Exercise:
Output the data below exactly.

(Records to use)

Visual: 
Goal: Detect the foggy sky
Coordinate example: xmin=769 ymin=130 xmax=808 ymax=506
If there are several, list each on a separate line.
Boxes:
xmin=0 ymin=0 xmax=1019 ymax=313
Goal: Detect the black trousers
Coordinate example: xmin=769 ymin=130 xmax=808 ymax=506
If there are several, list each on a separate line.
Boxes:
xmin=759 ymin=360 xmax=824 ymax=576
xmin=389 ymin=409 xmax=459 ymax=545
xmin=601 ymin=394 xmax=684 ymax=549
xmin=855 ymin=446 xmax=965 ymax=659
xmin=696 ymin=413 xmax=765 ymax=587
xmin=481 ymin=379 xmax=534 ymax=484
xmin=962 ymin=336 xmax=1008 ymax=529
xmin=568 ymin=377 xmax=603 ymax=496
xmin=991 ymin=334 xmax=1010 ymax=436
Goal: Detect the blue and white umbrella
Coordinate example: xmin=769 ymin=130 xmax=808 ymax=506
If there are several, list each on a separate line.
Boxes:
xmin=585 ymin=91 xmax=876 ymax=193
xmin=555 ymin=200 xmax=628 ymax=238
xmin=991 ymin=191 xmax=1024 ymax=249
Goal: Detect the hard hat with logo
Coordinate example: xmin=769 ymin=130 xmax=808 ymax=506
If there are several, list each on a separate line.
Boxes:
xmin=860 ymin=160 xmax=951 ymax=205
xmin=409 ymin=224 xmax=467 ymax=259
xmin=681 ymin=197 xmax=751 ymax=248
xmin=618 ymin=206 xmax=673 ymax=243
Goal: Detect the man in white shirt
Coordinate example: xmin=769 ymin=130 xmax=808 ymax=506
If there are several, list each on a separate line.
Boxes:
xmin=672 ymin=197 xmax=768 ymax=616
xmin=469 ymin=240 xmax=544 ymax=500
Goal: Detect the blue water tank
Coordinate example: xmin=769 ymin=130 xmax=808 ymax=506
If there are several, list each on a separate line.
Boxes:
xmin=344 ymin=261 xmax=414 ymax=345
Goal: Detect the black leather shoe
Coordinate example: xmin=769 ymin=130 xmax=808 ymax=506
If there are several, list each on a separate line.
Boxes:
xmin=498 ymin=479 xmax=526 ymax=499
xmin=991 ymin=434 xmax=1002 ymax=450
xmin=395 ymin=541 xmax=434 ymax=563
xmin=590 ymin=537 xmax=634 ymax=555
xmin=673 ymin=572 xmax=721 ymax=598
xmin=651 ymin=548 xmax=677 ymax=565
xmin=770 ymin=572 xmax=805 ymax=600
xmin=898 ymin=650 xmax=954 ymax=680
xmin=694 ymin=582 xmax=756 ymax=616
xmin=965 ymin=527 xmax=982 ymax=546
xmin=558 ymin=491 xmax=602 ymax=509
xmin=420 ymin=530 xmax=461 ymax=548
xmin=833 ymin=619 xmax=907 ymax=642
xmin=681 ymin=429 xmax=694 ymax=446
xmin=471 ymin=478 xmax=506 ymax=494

(End Records to use)

Your response:
Visual: 
Goal: Detect the foggy sky
Coordinate example: xmin=769 ymin=130 xmax=808 ymax=506
If there are several, list each on a separate line.
Boxes:
xmin=0 ymin=0 xmax=1019 ymax=313
Goal: Detect the black trousers
Coordinate example: xmin=769 ymin=130 xmax=808 ymax=506
If there are several, list each on a separate line.
Boxes:
xmin=759 ymin=360 xmax=824 ymax=576
xmin=389 ymin=409 xmax=459 ymax=545
xmin=601 ymin=394 xmax=684 ymax=549
xmin=855 ymin=446 xmax=965 ymax=659
xmin=696 ymin=413 xmax=765 ymax=587
xmin=481 ymin=379 xmax=534 ymax=484
xmin=962 ymin=336 xmax=1008 ymax=529
xmin=568 ymin=377 xmax=603 ymax=496
xmin=991 ymin=334 xmax=1010 ymax=436
Goal: Detect the blue and white umbrella
Coordinate example: xmin=769 ymin=130 xmax=808 ymax=506
If there are several, list each on a separate line.
Boxes:
xmin=585 ymin=91 xmax=876 ymax=193
xmin=555 ymin=200 xmax=628 ymax=238
xmin=991 ymin=191 xmax=1024 ymax=249
Goal: Detect the hard hat with logo
Coordinate example: xmin=769 ymin=130 xmax=808 ymax=506
If there are several, list each on a separate line.
Boxes:
xmin=860 ymin=160 xmax=951 ymax=205
xmin=409 ymin=224 xmax=467 ymax=259
xmin=681 ymin=197 xmax=751 ymax=248
xmin=618 ymin=206 xmax=673 ymax=243
Goal: Detect the man in white shirt
Coordinate example: xmin=769 ymin=130 xmax=808 ymax=506
If there are several, list each on a separate line.
Boxes:
xmin=672 ymin=197 xmax=768 ymax=616
xmin=469 ymin=240 xmax=544 ymax=500
Goal: Detect the blue water tank
Coordinate example: xmin=769 ymin=130 xmax=808 ymax=506
If there are several, list each on a separate line.
Boxes:
xmin=344 ymin=261 xmax=414 ymax=345
Goal: Detect the black leather shoe
Coordinate example: xmin=769 ymin=130 xmax=808 ymax=506
If there are several, list each on a separate line.
Boxes:
xmin=498 ymin=479 xmax=526 ymax=499
xmin=991 ymin=434 xmax=1002 ymax=450
xmin=395 ymin=541 xmax=434 ymax=563
xmin=590 ymin=537 xmax=634 ymax=555
xmin=673 ymin=572 xmax=721 ymax=598
xmin=651 ymin=548 xmax=677 ymax=565
xmin=770 ymin=572 xmax=805 ymax=600
xmin=898 ymin=650 xmax=954 ymax=680
xmin=694 ymin=582 xmax=756 ymax=616
xmin=965 ymin=527 xmax=982 ymax=546
xmin=558 ymin=491 xmax=602 ymax=509
xmin=420 ymin=530 xmax=461 ymax=548
xmin=833 ymin=619 xmax=907 ymax=642
xmin=681 ymin=429 xmax=694 ymax=446
xmin=471 ymin=478 xmax=506 ymax=494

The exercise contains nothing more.